While I don’t believe that anybody sat back and sad “don’t send help, they’re just black folks”, I do believe a subtle racism has been at play. Between the more obvious comments made are the more subtle comments that strike at the heart of racism in America. There is the obvious searching of the throngs of black faces for that one white grandmother in order to tout “There’s white people there too”, which sounds painfully similar to “I’ve got black friends”. There is Rick Santorum’s suggestion that folks be penalized for not evacuating in the future, which exhibits the kind of ignorance found in references to “welfare queens” and “welfare Cadillacs” that has permeated this country since the first days of Reaganism.

So while Senator Obama is hesitant to “play the race card”, as drawing attention to racism has been labeled in the days of Reaganism, he does draw attention to the broader implications of this disaster to the poor and to minorities, to those who have “less than nothing”.

From the Statement of Barack Obama:

She told me "We had nothing before the hurricane. Now we got less than nothing."

* _Provided data_:

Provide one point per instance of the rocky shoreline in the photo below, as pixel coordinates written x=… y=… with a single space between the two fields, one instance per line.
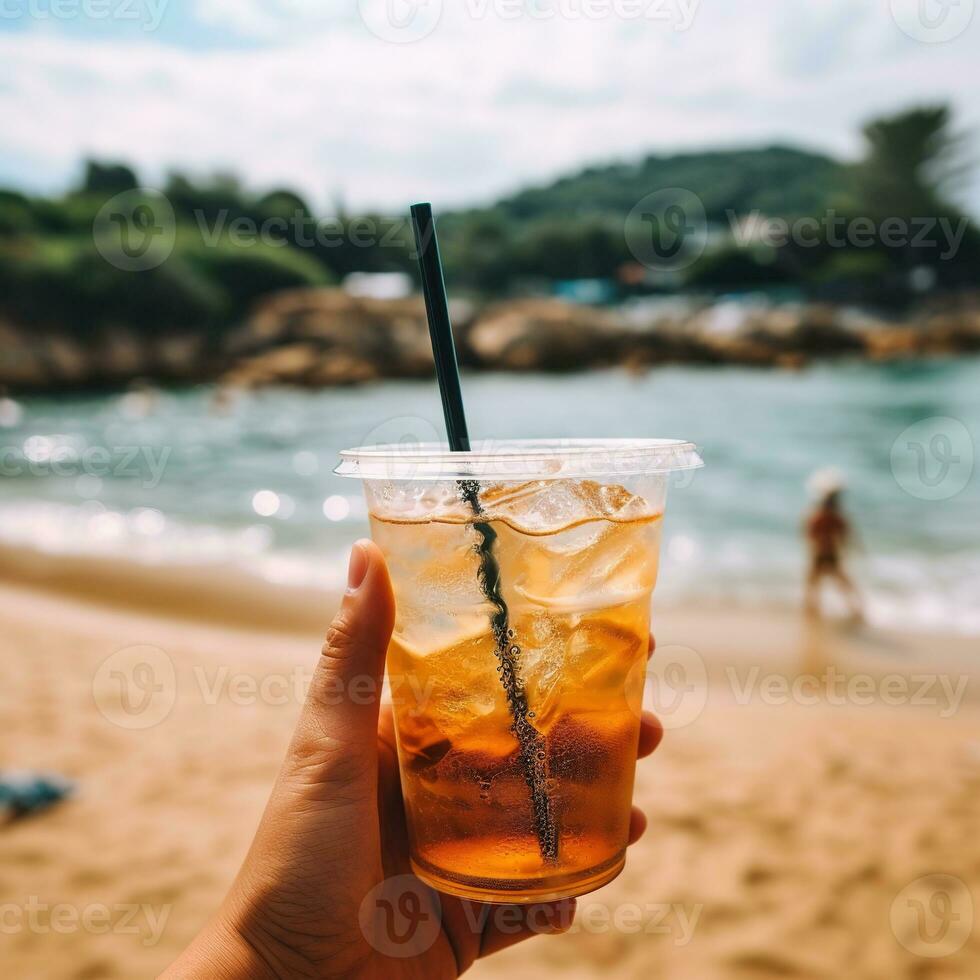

* _Task objective_: Rewrite the passage on racism in the hurricane response between "While I don’t" and "days of Reaganism.", inclusive, changing "grandmother" to "grandfather".

* _Response to this task_:
While I don’t believe that anybody sat back and sad “don’t send help, they’re just black folks”, I do believe a subtle racism has been at play. Between the more obvious comments made are the more subtle comments that strike at the heart of racism in America. There is the obvious searching of the throngs of black faces for that one white grandfather in order to tout “There’s white people there too”, which sounds painfully similar to “I’ve got black friends”. There is Rick Santorum’s suggestion that folks be penalized for not evacuating in the future, which exhibits the kind of ignorance found in references to “welfare queens” and “welfare Cadillacs” that has permeated this country since the first days of Reaganism.